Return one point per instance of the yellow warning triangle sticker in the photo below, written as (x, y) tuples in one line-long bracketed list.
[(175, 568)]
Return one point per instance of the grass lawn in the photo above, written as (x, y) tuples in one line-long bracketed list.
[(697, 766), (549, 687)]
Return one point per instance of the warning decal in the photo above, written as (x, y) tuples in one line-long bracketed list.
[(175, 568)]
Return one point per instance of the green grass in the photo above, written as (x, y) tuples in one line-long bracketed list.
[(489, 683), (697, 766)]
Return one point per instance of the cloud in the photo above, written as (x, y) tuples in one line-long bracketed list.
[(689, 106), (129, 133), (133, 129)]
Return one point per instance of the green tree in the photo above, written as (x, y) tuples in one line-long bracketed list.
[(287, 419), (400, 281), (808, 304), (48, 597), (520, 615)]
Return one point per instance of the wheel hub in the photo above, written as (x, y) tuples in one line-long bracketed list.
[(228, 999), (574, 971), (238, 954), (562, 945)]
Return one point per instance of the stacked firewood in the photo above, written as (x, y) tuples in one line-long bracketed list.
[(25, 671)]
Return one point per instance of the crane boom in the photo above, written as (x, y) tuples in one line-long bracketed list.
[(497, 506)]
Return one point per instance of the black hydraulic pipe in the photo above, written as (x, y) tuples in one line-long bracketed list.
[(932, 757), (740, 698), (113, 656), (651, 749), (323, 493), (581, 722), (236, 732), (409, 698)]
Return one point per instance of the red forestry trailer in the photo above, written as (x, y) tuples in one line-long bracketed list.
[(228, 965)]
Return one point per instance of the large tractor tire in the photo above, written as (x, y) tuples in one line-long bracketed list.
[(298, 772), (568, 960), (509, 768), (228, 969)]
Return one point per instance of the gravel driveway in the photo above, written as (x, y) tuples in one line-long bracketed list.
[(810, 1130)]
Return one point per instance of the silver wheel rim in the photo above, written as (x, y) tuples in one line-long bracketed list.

--

→ **WORK TO BE COMPLETED**: Print all of the entries exactly as they appear.

→ **ANSWER TO THIS TASK**:
Return one point per instance of the yellow warning triangle sticker in the photo below, written as (x, y) tuples in one line-long bracketed list.
[(175, 568)]
Return one point per instance of the grass lawn in the photo above, written as (x, y) tuples in one line-long bracketed list.
[(697, 766), (549, 687)]
Return one point per instance of the warning decal in the photo above, written as (x, y) tuples in one line-long bracketed list.
[(175, 568)]
Return one point per instance of the green grass in the photo above, written as (x, y) tuples in one line-long bracketed list.
[(489, 683), (697, 766)]
Return one point per instance of the cloud in the photo above, written as (x, y) tuples in one line-long bracketed list.
[(689, 106), (129, 133), (133, 129)]
Return one point per instance of the green tree in the photo above, written as (x, y) tuples in one line-long bracketed list.
[(287, 419), (400, 281), (808, 304), (48, 597), (520, 615)]
Return one point per instance of the wheel hub in the photo above, written as (x, y) tuples in one line-long bracketed list.
[(228, 999), (574, 971), (238, 954), (562, 945)]
Return one point per instance of the stacked firewood in the photo above, written as (x, y) tuples in one line-long bracketed list.
[(25, 671)]
Return one point per instance of the crane boom in the photo above, written as (x, y) tuples in one line-long bracketed list.
[(497, 506)]
Return one point per instance of the black hydraulic pipe in the photo above, written as (x, y) tuples in one line-long bracketed list.
[(932, 757), (740, 698), (113, 656), (651, 749), (323, 493), (581, 722), (236, 732), (409, 698)]
Return one point per instance of the red forestry trailer in the photo above, written as (x, y) tuples in one line-long bracketed list.
[(228, 965)]
Return one point per instance of the large tractor tire in the photo above, written as (x, y) tuples in one line-long bracketed list.
[(298, 772), (568, 960), (509, 768), (228, 969)]
Return one point per instance of the gravel driveway in the photo above, written as (x, y) tuples in one line-long bracketed list.
[(810, 1130)]
Return one point per instance of the silver wheel rim in the photo above, written as (x, y) tuples in one line-long bracketed list.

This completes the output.